_Задания_:
1. Ответьте на вопросы по выдержке:
(a) Кому Беляев передал по телефону, что нужно напечатать приказание?
(b) Сколько человек перешли в кабинет и кто они?
(c) Кого великий князь, с своей стороны, полагал бы назначить?
2. Перепишите выдержку от «Падение царского режима.» до «время великий князь Михаил Александрович.», заменив «воскресенье» на «понедельник».
3. Переведите на английский язык предложение из выдержки: «Тем более, что ожидали с минуты на минуту приезда государя императора».

_Выдержка_:
---
Падение царского режима. Том 2
Шрифт:
Председатель. — Когда была распущена дума?
Беляев. — В воскресенье, 27, утром они получили уведомление.
Иванов. — Так что 26 распущена?
Беляев. — Я приехал в Мариинский дворец, Макаренко был там в это время. Там находился в это время великий князь Михаил Александрович.
Председатель. — В Мариинском дворце, в 7 часов?
Беляев. — Да, может быть, и раньше. Тут как раз Макаренко мне сказал первый, что нельзя назначать главного военного прокурора.
Председатель. —
Беляев. — Он мне сказал. Тогда я сказал — вы совершенно правы. Я согласен, но я его избрал, как благоразумного человека. Нельзя же всякого генерала назначать на пост министра внутренних дел, он вполне уравновешенный, честнейший человек. Тем более, что ожидали с минуты на минуту приезда государя императора. Я лично ждал. Вчера послали телеграмму об отставке всего совета министров. Засим я просил доложить Голицыну, что я приехал. Так как там был великий князь Михаил Александрович, меня просили подождать. Это продолжалось довольно долго. Часов в 8, через час, меня попросили. Там был великий князь. Голицыну я доложил относительно Макаренко, и он сказал: «Это безусловно нельзя». Я передал по телефону Хабалову — напечатать такое приказание. Он напечатал.
Председатель. — Что же было в заседании совета министров?
Беляев. — Я застал так: совет министров обсуждал события. Но, когда я приехал, я доложил мою точку зрения.
Председатель. — Протопопов там был?
Беляев. — Был, потому что при нем было сказано, что ему нельзя оставаться. Там был также великий князь Михаил Александрович. Тут мы перешли в кабинет: князь Голицын, великий князь, я, Родзянко и Крыжановский — 5 человек. Оказывается, великий князь обсуждал с князем Голицыным телеграмму, которую он должен был послать государю о том, что необходимо сию минуту, чтобы совет министров вышел в отставку. Мы тут обсуждали как и что, в какой форме редактировать. Засим великий князь со мной отправился на квартиру военного министра, чтобы по телефону непосредственно передать это начальнику штаба верховного главнокомандующего. Мы, кажется, приехали часов в 9. Пока соединяли, пока Алексеев подошел к аппарату, одним словом великий князь послал такую телеграмму, что события очень серьезные, необходимо, чтобы вышел в отставку весь совет министров и чтобы был назначен председатель совета министров, который сам избрал бы себе министров. При чем он сказал, что, может быть, его величество уполномочит его сейчас же это объявить.
Иванов. — Кого же назначить?
Беляев. — Он высказал, что, с своей стороны, он полагал бы князя Львова.
Председатель. — Чем же кончилась эта беседа?
---
_Перечень_:

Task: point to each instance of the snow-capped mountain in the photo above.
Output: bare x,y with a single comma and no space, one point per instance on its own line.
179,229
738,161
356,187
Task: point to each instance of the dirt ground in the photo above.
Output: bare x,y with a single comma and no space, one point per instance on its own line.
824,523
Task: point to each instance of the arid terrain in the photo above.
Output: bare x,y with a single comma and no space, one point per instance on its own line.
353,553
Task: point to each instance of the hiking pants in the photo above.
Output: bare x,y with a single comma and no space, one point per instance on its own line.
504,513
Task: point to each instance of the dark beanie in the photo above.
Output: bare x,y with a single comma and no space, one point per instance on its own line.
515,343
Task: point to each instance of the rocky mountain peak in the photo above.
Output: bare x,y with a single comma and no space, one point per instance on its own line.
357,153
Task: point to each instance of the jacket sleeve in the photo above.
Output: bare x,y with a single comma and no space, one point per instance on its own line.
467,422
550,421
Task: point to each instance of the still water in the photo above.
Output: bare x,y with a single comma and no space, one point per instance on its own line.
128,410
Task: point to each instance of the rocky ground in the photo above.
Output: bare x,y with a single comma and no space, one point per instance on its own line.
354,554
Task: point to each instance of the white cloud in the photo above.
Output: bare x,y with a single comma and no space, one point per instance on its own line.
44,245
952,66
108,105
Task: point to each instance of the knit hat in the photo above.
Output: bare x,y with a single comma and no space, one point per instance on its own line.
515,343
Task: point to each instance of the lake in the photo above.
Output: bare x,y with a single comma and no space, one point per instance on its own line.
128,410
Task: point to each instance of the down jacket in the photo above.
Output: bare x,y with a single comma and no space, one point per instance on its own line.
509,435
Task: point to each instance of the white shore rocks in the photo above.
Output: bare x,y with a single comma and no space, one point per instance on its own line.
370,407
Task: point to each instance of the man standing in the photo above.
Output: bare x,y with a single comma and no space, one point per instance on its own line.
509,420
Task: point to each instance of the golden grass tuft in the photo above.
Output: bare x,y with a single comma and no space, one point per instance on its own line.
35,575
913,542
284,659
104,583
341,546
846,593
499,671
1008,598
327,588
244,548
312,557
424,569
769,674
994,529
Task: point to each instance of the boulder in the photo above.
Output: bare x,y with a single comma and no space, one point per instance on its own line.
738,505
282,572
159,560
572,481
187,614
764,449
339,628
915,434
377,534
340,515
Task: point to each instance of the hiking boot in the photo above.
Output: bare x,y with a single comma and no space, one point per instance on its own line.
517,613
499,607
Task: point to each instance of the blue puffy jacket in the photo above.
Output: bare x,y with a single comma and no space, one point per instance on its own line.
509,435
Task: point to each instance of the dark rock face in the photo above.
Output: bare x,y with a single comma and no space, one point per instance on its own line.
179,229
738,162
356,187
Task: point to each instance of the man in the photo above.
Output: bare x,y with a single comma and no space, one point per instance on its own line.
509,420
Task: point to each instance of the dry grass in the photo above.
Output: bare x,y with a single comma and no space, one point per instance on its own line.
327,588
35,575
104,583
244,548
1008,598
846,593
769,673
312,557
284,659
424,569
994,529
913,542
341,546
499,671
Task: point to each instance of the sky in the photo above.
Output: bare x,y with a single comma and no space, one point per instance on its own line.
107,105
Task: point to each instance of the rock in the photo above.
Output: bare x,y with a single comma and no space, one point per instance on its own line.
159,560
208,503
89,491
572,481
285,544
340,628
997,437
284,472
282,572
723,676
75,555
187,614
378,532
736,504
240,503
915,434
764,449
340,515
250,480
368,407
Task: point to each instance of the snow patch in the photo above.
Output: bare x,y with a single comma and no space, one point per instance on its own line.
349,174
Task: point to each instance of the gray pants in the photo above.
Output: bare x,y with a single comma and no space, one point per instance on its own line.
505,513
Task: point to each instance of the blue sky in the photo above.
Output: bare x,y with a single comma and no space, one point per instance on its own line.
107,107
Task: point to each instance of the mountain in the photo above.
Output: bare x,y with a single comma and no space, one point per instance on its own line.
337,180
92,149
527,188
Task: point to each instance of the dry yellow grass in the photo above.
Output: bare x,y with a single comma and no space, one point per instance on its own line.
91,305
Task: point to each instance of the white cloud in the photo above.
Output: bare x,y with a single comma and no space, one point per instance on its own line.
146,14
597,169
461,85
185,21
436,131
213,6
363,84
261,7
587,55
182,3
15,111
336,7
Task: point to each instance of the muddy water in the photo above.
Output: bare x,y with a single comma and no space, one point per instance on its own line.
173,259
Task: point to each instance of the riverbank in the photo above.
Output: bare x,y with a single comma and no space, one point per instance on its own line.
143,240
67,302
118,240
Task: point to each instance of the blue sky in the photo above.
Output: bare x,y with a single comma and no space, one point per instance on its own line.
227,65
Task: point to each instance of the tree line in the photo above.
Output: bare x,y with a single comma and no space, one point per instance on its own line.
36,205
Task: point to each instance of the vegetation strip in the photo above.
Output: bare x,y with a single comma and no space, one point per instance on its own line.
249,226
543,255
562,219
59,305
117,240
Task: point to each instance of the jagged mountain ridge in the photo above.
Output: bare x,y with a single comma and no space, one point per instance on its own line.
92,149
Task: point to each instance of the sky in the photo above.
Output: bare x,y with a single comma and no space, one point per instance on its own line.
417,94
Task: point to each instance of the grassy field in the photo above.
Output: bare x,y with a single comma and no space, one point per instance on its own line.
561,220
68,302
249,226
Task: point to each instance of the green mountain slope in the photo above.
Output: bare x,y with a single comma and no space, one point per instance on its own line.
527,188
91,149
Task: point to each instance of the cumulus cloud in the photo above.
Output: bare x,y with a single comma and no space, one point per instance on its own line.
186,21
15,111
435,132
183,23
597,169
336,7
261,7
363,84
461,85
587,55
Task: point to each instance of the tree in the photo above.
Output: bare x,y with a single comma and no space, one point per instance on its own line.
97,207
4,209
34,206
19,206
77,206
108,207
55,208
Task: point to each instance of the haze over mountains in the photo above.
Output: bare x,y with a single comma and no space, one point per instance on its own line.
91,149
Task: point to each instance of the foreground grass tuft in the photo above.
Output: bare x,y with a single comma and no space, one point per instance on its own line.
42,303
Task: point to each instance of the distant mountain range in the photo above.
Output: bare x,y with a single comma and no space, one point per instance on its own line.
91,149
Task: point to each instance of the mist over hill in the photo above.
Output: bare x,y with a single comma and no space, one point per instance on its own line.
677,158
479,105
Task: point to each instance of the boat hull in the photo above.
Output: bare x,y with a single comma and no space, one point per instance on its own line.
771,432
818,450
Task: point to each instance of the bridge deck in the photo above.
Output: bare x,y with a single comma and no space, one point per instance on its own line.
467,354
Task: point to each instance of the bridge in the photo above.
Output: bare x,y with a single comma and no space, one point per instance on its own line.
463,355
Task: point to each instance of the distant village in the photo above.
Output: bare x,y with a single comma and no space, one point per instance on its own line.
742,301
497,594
---
_Ответы по заданиям_:
1.
(a) Хабалову.
(b) Пять человек: князь Голицын, великий князь, Беляев, Родзянко и Крыжановский.
(c) Князя Львова.

2.
Падение царского режима. Том 2
Шрифт:
Председатель. — Когда была распущена дума?
Беляев. — В понедельник, 27, утром они получили уведомление.
Иванов. — Так что 26 распущена?
Беляев. — Я приехал в Мариинский дворец, Макаренко был там в это время. Там находился в это время великий князь Михаил Александрович.

3. All the more so because the arrival of the sovereign emperor was expected any minute.